[EXCERPTED TEXT start]

DAMPING VALVE DEVICE HAVING AN EMERGENCY OPERATION FUNCTION

Abstract

Damping valve device, having a pre-stage valve and a main-stage valve. An actuating force on the main-stage valve body is set via the pre-stage valve, which can be adjusted by a solenoid coil. The damping valve device has an emergency operation device, which sets a defined closing force at the pre-stage valve in the event of a failure of the power supply of the damping valve device. The emergency operation device is formed by at least one permanent magnet within a magnetic flux circuit of the solenoid coil.

Description

BACKGROUND OF INVENTION

1. Field of the Invention

The disclosure relates to a damping valve device.

2. Description of Related Art

DE 10 2016 221 896 A1, for example, discloses a damping valve device that comprises a main-stage valve and a pre-stage valve. The pre-stage valve is used to control the main-stage valve. This enables a large hydraulic closing force to be generated at the mainstage valve with a comparatively small energy input for a solenoid coil.

[EXCERPTED TEXT end]
[DATASET CONTENT start]

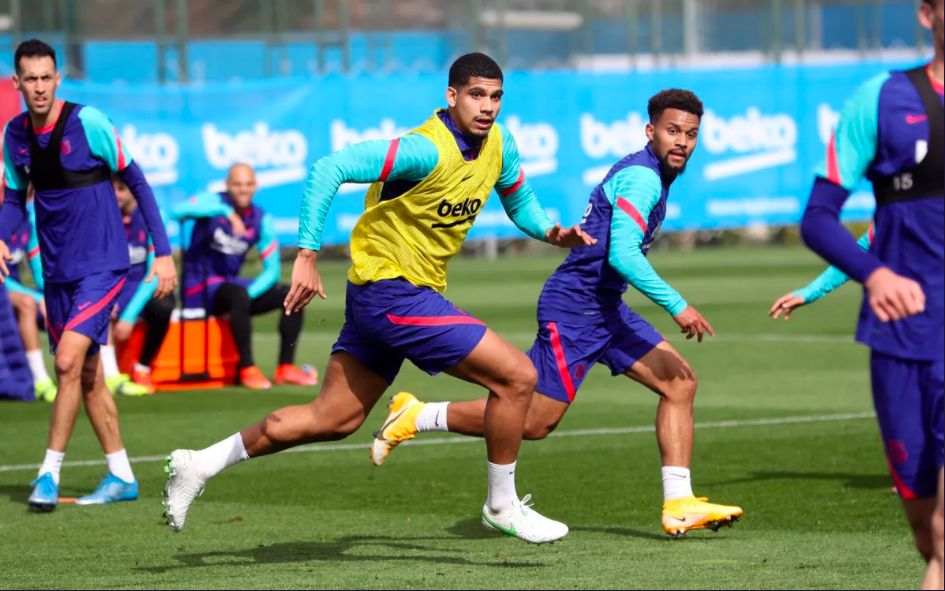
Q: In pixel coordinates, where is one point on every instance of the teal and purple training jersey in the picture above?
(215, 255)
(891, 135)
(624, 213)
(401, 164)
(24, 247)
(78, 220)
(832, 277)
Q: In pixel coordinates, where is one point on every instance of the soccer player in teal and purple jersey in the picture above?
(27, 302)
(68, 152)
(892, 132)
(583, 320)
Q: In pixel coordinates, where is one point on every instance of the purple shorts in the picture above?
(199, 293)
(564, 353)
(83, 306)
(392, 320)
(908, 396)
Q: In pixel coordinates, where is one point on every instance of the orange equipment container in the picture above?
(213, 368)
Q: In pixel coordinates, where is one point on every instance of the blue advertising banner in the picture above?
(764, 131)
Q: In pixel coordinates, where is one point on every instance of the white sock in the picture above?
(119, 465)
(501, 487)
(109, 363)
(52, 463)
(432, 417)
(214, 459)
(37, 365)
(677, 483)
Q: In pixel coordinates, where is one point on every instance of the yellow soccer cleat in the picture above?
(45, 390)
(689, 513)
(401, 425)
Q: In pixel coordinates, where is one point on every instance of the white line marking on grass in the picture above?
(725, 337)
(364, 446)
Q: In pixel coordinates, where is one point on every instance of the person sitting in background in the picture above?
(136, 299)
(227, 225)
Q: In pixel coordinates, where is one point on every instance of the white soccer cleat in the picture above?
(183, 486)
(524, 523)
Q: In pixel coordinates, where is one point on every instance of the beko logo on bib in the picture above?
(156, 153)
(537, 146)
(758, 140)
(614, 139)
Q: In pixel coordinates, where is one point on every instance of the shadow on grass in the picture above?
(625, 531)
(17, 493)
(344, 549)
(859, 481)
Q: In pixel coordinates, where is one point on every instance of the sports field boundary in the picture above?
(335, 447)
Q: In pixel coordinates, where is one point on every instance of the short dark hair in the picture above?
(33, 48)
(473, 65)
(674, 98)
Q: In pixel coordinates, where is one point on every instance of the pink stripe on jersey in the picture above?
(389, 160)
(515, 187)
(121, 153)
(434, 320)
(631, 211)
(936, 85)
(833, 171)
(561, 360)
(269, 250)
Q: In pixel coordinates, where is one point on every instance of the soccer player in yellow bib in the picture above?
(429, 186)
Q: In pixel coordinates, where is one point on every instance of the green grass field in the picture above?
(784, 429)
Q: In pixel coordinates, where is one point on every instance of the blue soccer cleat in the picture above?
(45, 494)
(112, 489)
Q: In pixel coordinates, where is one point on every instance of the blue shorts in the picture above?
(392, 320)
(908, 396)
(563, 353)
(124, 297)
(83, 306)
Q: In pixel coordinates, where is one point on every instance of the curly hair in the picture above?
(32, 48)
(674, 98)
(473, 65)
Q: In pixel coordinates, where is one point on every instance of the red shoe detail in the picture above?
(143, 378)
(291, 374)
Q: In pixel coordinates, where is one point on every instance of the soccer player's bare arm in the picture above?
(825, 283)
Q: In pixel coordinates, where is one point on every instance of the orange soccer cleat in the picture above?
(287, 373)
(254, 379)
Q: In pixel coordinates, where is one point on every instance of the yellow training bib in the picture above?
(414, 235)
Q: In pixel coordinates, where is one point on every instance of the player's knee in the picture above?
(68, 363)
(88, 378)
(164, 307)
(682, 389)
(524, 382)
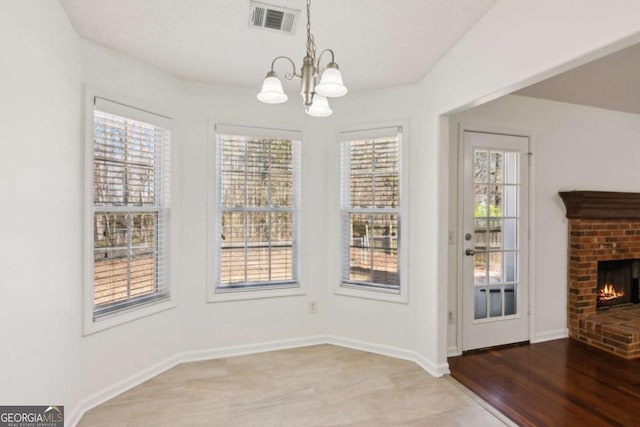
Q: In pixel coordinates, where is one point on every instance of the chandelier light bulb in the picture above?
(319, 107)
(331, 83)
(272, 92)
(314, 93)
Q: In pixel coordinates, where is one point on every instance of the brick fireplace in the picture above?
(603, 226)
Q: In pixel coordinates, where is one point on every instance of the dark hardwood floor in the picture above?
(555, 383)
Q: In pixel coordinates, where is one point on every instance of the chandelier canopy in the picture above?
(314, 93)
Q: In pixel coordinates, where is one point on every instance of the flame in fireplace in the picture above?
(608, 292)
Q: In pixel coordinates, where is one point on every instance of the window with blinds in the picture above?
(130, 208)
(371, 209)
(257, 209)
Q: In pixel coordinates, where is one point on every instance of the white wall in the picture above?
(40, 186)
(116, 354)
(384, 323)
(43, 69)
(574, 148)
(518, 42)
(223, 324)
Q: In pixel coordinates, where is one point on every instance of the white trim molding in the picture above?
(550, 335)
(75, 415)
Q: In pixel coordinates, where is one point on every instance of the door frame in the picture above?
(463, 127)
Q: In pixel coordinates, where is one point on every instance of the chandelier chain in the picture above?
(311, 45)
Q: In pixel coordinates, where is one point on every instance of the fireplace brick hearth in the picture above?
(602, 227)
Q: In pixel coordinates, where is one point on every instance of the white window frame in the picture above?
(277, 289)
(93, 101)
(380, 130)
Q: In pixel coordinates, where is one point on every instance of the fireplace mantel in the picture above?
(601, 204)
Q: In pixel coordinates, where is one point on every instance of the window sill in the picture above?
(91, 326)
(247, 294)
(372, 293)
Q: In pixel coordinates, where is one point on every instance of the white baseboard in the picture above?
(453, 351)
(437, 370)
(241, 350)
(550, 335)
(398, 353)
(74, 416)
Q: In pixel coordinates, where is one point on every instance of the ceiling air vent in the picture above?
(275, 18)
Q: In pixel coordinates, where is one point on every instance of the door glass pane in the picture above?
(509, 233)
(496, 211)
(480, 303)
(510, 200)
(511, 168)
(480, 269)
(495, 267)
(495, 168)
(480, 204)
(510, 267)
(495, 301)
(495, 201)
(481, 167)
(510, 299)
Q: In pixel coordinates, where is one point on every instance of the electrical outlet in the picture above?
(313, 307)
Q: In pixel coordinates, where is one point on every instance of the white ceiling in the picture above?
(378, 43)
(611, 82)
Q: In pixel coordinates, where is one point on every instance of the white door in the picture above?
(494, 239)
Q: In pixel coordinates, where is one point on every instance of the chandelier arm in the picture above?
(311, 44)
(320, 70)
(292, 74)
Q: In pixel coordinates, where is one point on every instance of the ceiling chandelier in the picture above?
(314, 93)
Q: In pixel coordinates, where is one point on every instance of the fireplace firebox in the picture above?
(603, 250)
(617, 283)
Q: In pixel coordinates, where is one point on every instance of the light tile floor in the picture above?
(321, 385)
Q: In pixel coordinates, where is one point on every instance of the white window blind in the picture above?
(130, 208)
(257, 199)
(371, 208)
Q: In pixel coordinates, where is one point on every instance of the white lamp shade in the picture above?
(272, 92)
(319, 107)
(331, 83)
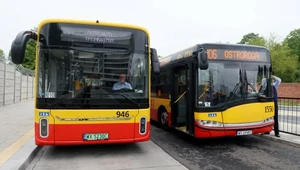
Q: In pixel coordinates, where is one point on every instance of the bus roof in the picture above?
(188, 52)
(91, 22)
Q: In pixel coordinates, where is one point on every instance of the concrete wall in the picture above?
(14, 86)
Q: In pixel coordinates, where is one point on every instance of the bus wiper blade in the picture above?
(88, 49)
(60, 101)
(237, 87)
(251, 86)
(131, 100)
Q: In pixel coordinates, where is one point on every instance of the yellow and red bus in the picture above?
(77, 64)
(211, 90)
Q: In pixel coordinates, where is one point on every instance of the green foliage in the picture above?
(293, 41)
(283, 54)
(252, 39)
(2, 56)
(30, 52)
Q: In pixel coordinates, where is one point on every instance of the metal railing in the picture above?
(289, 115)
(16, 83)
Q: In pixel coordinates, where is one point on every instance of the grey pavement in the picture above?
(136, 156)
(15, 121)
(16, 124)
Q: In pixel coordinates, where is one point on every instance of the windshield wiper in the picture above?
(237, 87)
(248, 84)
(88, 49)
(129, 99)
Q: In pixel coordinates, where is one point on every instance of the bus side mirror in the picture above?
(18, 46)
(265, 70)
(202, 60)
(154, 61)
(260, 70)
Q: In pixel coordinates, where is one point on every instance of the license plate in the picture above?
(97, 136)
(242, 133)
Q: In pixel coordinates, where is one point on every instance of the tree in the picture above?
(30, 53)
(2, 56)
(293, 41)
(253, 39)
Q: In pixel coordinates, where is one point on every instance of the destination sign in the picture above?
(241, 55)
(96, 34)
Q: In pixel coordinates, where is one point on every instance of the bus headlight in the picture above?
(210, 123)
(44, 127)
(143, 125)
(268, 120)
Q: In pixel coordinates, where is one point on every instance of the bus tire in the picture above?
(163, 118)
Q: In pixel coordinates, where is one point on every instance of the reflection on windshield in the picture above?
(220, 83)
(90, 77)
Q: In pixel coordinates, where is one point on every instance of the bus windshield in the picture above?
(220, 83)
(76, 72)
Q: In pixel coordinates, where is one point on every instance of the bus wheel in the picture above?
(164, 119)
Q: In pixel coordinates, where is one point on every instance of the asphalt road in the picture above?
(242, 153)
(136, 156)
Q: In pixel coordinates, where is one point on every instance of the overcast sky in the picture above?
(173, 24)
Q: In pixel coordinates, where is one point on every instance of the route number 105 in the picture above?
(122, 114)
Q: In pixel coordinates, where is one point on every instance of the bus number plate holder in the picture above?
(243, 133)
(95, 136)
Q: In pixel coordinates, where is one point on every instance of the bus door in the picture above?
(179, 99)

[DATASET CONTENT end]

TASKS FOR THIS EXERCISE:
(1) Answer these questions from the damping valve text:
(a) What forms the emergency operation device?
(b) In the cited prior document, what is the pre-stage valve used for?
(c) What component can adjust the pre-stage valve?
(2) Reproduce word for word the stretch of the damping valve text from "BACKGROUND OF INVENTION" through "for a solenoid coil.".
This data has no connection to the damping valve text.

EXPECTED RESULTS:
(1)
(a) At least one permanent magnet within a magnetic flux circuit of the solenoid coil.
(b) To control the main-stage valve.
(c) A solenoid coil.

(2)
BACKGROUND OF INVENTION

1. Field of the Invention

The disclosure relates to a damping valve device.

2. Description of Related Art

DE 10 2016 221 896 A1, for example, discloses a damping valve device that comprises a main-stage valve and a pre-stage valve. The pre-stage valve is used to control the main-stage valve. This enables a large hydraulic closing force to be generated at the mainstage valve with a comparatively small energy input for a solenoid coil.